Activity 1: In the news excerpt, take the part that opens with the words containing "Australia’s minister for" and closes with "is highly dangerous.", and write it out again with "Omicron" replaced by "Delta".
Activity 2:
Answer these questions from the news excerpt:
(a) Who is Australia's minister for the Pacific?
(b) Which impressionist painted the Nazi-looted painting?
(c) What is the Duke of Sussex seeking to pay for privately?

Excerpt:
________________________________________

Is the Republican formula working? John Zogby, a pollster and author, said: “They have made significant inroads into demonizing him … But definitely in the second half of this first year, the almost-mantras of the Republican party have gained hold: he’s too old, he’s a socialist, and then this whole ‘Let’s go, Brandon’ thing.
In other news …
The Duke of Sussex believes the UK is too dangerous for him and his family to visit without state protection, as it emerged he is taking legal action against the government to allow him to pay privately for police security while in Britain.
Depicting a rainswept Paris street, the fate of a Nazi-looted painting by the impressionist Camille Pissarro is now in the hands of the highest court in the US, in a case that has long pitted one of Madrid’s top art museums against the heirs of Jewish refugees.
Australia’s minister for the Pacific, Zed Seselja, says initial reports suggest no mass casualties in Tonga after the eruption of a volcano that triggered a tsunami, but Australian police have visited beaches with significant damage and “houses thrown around”.
Leaders in the US have struck a pessimistic tone about the Covid-19 pandemic in recent weeks amid rapid spread of the Omicron variant. Here experts explain whether getting Covid is inevitable and why, despite claims of “mildness”, the variant is highly dangerous.

________________________________________

Information:

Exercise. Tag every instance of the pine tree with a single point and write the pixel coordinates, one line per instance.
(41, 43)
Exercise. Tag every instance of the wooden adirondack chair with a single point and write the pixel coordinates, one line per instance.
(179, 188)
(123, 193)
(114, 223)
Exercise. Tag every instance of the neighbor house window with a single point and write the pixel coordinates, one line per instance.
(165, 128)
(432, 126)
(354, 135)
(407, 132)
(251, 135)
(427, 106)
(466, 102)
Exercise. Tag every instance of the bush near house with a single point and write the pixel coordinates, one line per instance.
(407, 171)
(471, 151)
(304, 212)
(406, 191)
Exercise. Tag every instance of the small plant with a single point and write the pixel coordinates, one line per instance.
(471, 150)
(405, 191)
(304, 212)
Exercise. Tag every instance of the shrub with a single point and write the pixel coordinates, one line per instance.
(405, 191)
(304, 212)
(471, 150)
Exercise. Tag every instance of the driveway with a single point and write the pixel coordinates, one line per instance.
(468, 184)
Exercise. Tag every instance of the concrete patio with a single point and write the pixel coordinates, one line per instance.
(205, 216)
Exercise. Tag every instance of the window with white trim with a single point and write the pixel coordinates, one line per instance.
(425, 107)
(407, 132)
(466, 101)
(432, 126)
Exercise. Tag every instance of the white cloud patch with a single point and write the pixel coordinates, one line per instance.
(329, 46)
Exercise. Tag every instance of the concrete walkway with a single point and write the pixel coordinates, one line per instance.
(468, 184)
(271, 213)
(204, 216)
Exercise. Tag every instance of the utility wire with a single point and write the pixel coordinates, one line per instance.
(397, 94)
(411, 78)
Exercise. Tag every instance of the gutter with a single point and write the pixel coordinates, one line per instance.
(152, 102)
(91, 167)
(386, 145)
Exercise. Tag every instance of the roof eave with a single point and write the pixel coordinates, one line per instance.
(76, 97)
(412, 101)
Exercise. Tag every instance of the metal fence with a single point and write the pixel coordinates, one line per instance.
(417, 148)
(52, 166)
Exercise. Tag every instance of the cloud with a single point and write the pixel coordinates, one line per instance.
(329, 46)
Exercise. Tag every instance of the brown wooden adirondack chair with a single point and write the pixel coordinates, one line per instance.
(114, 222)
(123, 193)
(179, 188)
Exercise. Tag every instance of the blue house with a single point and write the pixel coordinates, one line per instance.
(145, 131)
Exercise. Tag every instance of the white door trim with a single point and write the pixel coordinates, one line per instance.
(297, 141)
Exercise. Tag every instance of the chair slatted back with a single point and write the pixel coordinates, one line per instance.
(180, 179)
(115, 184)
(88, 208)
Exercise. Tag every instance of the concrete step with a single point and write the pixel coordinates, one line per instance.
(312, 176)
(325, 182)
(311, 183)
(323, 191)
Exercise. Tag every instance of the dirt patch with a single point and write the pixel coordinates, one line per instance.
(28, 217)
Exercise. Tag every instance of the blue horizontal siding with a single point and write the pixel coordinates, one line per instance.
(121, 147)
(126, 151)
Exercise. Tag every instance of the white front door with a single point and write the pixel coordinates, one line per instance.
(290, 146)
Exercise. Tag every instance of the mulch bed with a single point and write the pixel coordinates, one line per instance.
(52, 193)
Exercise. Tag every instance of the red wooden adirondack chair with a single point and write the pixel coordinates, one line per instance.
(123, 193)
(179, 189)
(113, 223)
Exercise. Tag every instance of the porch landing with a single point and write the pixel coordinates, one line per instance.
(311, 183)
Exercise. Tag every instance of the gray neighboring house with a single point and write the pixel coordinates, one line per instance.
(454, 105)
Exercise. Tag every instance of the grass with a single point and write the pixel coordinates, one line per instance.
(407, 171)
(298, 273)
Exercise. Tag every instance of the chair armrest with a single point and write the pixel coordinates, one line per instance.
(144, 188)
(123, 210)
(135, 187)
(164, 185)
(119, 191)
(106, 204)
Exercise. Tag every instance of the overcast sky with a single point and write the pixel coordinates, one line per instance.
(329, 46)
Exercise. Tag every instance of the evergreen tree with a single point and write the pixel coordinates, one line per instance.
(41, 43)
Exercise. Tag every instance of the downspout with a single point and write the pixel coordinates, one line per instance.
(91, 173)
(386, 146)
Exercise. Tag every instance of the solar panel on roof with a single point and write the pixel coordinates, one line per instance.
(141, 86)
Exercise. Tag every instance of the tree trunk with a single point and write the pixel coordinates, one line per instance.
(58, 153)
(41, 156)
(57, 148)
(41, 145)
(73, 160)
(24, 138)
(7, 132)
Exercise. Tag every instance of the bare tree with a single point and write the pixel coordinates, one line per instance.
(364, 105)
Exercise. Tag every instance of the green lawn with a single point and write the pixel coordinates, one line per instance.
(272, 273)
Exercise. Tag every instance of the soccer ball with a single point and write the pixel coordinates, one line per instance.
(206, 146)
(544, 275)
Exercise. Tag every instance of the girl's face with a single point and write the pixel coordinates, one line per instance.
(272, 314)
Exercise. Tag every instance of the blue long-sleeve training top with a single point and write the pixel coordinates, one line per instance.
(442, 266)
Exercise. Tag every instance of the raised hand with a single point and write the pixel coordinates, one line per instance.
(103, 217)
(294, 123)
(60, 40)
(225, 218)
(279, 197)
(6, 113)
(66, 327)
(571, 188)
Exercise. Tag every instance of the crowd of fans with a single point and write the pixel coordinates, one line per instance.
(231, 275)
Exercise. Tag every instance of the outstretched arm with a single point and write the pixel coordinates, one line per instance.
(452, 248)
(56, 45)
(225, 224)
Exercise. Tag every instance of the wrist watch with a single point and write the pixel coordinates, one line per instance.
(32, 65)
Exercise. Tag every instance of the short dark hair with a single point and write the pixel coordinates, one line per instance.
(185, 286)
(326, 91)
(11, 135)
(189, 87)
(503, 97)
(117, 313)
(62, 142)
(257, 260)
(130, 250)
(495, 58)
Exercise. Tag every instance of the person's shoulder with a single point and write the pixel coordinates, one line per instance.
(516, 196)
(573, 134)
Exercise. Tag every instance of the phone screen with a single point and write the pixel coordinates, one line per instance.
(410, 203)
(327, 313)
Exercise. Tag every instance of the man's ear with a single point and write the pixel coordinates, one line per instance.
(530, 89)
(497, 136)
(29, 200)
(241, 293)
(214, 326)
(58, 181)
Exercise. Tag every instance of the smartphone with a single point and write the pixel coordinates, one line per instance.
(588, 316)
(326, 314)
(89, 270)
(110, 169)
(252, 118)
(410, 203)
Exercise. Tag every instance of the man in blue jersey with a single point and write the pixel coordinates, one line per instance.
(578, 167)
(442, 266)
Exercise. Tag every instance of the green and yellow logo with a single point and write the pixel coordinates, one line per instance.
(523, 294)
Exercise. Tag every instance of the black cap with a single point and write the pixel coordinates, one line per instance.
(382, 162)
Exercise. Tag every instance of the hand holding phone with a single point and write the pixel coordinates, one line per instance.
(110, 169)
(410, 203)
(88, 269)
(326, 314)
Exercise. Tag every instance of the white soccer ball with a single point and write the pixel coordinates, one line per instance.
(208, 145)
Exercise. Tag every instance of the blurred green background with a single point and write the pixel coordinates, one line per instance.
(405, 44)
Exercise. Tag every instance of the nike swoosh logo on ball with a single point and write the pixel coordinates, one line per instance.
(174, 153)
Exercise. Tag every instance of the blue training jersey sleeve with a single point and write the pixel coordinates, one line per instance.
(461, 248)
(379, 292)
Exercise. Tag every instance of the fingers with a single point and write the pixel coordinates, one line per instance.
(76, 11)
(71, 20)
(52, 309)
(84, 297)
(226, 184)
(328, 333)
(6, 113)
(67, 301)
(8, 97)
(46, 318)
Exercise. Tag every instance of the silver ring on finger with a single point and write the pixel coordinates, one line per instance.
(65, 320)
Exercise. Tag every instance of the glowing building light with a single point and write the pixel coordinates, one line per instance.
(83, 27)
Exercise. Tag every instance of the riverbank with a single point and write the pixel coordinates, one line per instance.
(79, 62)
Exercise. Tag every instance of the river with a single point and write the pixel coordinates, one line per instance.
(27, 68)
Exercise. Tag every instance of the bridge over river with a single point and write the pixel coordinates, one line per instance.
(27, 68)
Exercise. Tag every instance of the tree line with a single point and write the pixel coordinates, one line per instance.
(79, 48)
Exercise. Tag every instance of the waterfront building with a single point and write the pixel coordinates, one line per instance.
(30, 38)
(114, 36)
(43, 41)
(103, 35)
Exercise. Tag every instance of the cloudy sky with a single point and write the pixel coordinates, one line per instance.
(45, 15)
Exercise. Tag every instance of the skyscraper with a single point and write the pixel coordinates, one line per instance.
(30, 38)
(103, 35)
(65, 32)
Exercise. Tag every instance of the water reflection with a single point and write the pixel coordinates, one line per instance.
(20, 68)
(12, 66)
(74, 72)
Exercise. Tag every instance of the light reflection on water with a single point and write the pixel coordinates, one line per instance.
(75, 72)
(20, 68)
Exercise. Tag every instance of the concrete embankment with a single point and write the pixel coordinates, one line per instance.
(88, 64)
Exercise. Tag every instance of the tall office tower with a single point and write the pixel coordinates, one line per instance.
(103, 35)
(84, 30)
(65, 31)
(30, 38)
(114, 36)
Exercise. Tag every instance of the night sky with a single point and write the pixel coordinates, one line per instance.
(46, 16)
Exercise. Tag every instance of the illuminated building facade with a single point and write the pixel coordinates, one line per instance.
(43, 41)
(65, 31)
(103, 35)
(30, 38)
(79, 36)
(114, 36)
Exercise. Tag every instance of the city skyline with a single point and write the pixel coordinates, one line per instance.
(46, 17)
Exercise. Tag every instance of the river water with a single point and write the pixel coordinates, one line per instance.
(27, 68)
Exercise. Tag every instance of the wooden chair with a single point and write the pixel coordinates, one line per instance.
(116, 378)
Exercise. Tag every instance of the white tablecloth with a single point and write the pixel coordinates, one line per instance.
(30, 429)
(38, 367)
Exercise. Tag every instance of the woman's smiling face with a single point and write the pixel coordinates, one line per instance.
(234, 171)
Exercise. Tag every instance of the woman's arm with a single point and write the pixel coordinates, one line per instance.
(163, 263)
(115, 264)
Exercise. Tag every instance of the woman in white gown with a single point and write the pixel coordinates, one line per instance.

________________________________________

Written solution 1:
Australia’s minister for the Pacific, Zed Seselja, says initial reports suggest no mass casualties in Tonga after the eruption of a volcano that triggered a tsunami, but Australian police have visited beaches with significant damage and “houses thrown around”.
Leaders in the US have struck a pessimistic tone about the Covid-19 pandemic in recent weeks amid rapid spread of the Delta variant. Here experts explain whether getting Covid is inevitable and why, despite claims of “mildness”, the variant is highly dangerous.

Written solution 2:
(a) Zed Seselja
(b) Camille Pissarro
(c) Police security while he is in Britain